= Input records =
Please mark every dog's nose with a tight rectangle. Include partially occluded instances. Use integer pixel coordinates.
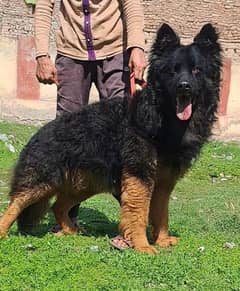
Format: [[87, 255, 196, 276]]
[[178, 81, 191, 91]]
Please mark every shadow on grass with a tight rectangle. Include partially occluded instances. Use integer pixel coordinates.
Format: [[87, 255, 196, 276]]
[[13, 207, 118, 238]]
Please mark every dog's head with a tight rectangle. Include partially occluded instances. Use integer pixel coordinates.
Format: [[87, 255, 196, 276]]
[[148, 24, 221, 121]]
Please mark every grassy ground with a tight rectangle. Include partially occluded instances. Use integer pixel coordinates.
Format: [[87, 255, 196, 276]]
[[0, 123, 240, 291]]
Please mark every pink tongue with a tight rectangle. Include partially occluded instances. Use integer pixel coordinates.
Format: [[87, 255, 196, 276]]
[[177, 104, 192, 120]]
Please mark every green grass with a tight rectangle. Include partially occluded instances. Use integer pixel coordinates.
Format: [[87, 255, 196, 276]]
[[0, 123, 240, 291]]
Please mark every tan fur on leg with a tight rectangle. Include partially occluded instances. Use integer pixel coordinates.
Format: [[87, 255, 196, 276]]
[[149, 171, 178, 247], [119, 174, 157, 254]]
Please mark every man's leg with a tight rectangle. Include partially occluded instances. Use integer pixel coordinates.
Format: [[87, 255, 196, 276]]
[[56, 55, 92, 230], [95, 52, 130, 98], [56, 55, 91, 115]]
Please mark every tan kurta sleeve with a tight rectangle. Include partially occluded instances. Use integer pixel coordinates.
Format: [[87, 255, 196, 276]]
[[35, 0, 54, 57], [122, 0, 145, 49]]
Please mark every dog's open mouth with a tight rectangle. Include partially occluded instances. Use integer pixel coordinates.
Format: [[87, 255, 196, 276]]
[[177, 96, 192, 121]]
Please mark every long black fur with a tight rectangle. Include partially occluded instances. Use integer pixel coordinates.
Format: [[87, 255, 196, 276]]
[[11, 24, 222, 233]]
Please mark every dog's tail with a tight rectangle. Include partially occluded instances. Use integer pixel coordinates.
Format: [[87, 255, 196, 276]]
[[17, 197, 49, 234]]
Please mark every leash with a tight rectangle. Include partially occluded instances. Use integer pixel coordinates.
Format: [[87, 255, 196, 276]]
[[130, 72, 147, 97]]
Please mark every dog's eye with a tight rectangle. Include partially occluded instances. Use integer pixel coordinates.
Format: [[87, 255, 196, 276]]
[[192, 68, 201, 75]]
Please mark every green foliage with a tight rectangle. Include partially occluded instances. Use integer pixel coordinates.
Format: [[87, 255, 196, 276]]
[[0, 123, 240, 291]]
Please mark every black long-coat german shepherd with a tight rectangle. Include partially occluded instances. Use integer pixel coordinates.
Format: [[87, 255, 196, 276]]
[[0, 24, 222, 253]]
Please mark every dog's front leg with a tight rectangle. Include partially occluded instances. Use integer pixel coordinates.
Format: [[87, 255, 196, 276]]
[[149, 179, 178, 247], [120, 174, 157, 254]]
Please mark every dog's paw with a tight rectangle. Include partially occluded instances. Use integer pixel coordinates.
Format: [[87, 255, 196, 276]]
[[134, 246, 158, 255], [155, 236, 179, 248], [0, 229, 8, 240]]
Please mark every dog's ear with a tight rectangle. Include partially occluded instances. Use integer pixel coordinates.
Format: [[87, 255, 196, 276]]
[[194, 23, 218, 51], [152, 23, 180, 54]]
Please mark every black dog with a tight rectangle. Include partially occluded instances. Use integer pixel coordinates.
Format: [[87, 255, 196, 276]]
[[0, 24, 222, 253]]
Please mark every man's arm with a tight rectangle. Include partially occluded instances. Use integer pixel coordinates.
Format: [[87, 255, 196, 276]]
[[122, 0, 146, 80], [35, 0, 58, 84]]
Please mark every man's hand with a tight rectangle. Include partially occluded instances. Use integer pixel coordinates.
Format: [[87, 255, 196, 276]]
[[128, 47, 147, 80], [36, 56, 58, 85]]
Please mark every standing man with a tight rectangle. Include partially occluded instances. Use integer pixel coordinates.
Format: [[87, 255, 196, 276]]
[[35, 0, 146, 241]]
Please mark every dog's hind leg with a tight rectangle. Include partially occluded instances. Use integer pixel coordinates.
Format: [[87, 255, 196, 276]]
[[149, 172, 178, 247], [0, 185, 51, 238], [119, 174, 157, 254], [52, 193, 81, 235]]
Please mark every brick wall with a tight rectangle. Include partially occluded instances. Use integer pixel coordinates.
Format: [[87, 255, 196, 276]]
[[142, 0, 240, 62], [0, 0, 240, 62]]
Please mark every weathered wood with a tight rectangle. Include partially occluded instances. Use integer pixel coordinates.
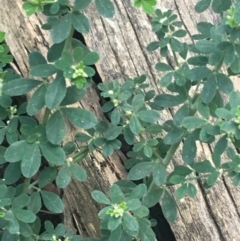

= Your instructions =
Gather every line of the listing that contains the word "green" and copy each one.

= Solved problem =
Please mark every green grass with a tight rectangle. Include partially occluded instances. Use integer pixel coordinates.
Please mark every green foliage with a tight rectangle. Include partially occluded instances. Use integer pixel coordinates.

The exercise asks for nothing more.